Page »

══════════════════════════════

Critiques de la science

Florilège des critiques adressées à la science


« Ah ! puissé-je n’avoir jamais été dans vos écoles.

La Science que j’ai poursuivie jusqu’au fond de sa mine et dont j’attendais, jeune fou, la confirmation de mes pures joies, c’est elle qui m’as tout gâté.

Je suis auprès de vous devenu fort raisonnable, j’ai parfaitement appris à me distinguer de ce qui m’entoure et me voilà isolé dans ce bel univers, banni du jardin de la Nature où j’ai grandi et fleuri, et je me dessèche au soleil de midi. »

Friedrich Holderlin, Hypérion, 1796.


La voix du maître

« Il me lut un jour un passage d’un livre du XIXe siècle, sur la façon d’élever les porcs dressés pour déterrer des truffes ; c’était un très beau passage, racontant dans le style soutenu, propre à ce siècle, comment la raison de l’homme utilise, conformément à sa vocation, la gloutonnerie concupiscente des porcs à qui on lance des glands chaque fois qu’ils déterrent des truffes.

Un élevage rationnel de cette sorte était, selon Rappaport, ce qui attendait les savants et qui, en fait, avait déjà été mis en pratique, ainsi que notre cas le démontrait. Il m’exposa son pronostic avec un parfait sérieux. Un commerçant en gros ne s’intéresse pas au monde des expériences spirituelles vécues par un porc dressé à courir après des truffes ; ce monde-là n’existe pas pour lui, il ne s’intéresse qu’au résultat de l’activité des porcs ; et il n’en est pas autrement de nous et de nos supérieurs.

══════════════════════════════

Consigne A » D'après l'extrait d'Hypérion cité dans le florilège des critiques de la science, qu'est-ce qui a rendu isolé celui qui parle ? Répondez en une à trois phrases.
Consigne B » Donnez la suite du florilège des critiques de la science, en reprenant juste après la dernière phrase du passage sur les porcs dressés à déterrer des truffes.

Données recueillies »

══════════════════════════════

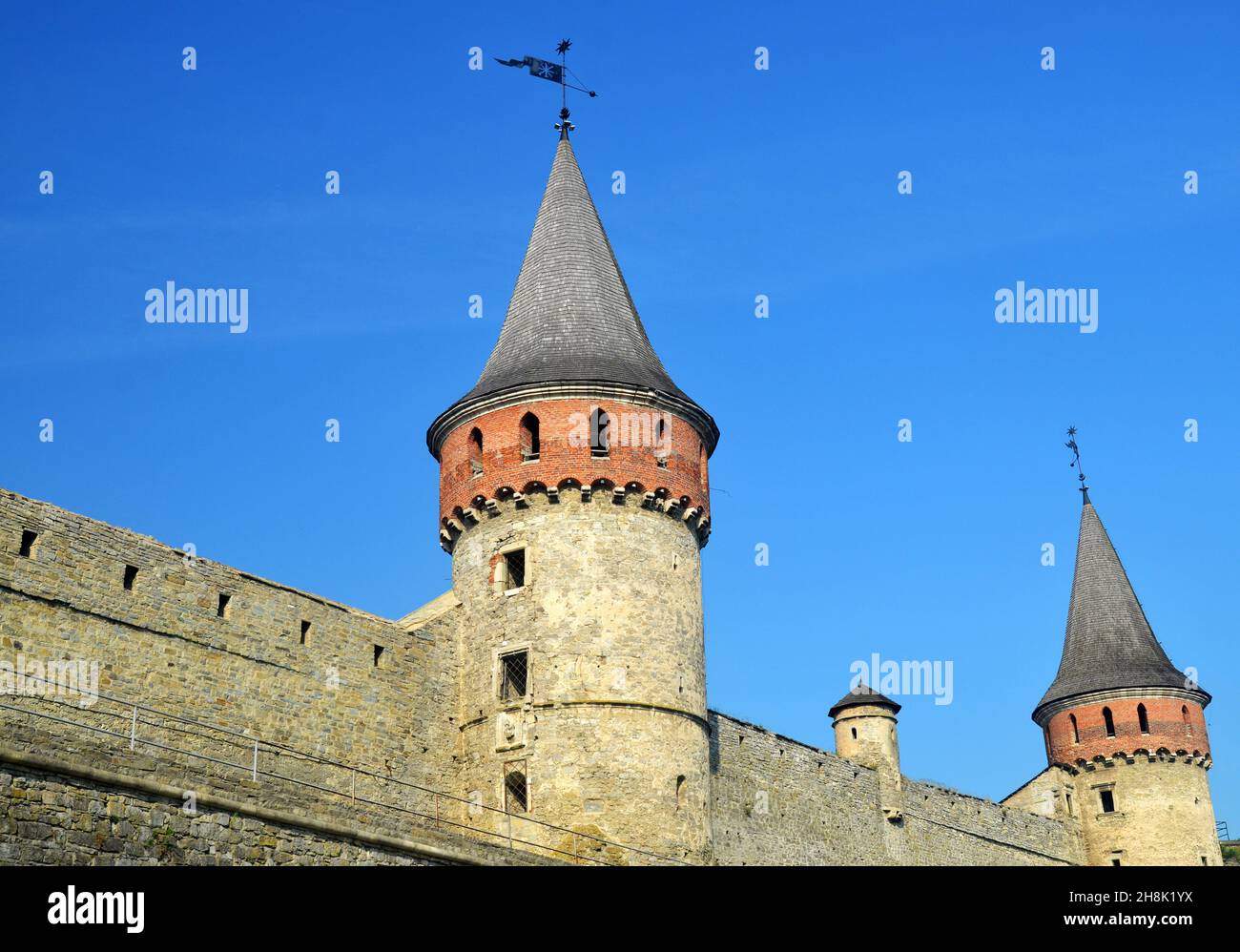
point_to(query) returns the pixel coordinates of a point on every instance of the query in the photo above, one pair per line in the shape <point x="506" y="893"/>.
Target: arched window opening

══════════════════════════════

Corrigé A » Auprès de ses maîtres, il est devenu fort raisonnable et a parfaitement appris à se distinguer de ce qui l'entoure. C'est pourquoi il se retrouve isolé dans ce bel univers, banni du jardin de la Nature où il avait grandi.

Corrigé B »
La rationalisation de l’élevage des savants était rendue plus difficile, il est vrai, par des reliquats de tradition, des manières de voir irresponsables héritées de la Révolution française. Mais l’on pouvait estimer que c’était là une situation transitoire. En dehors de porcheries parfaitement installées — j’entends de laboratoires étincelants —, il fallait préparer d’autres installations encore, qui nous délivreraient de toutes les frustrations possibles. Par exemple, un travailleur scientifique satisferait ses instincts d’agression dans une salle pleine de poupées à la semblance de généraux et autres satrapes, parfaitement faites pour être rossées, de même qu’il trouverait des endroits spéciaux faits pour absorber son énergie sexuelle, etc. S’étant déchargé ici et là, il pourrait, disait Rappaport, se consacrer, lui porc savant que plus rien déjà ne venait troubler, à la chasse aux truffes, au plus grand profit des puissants et pour la perte de l’humanité, ainsi que l’exige de lui la nouvelle période historique. »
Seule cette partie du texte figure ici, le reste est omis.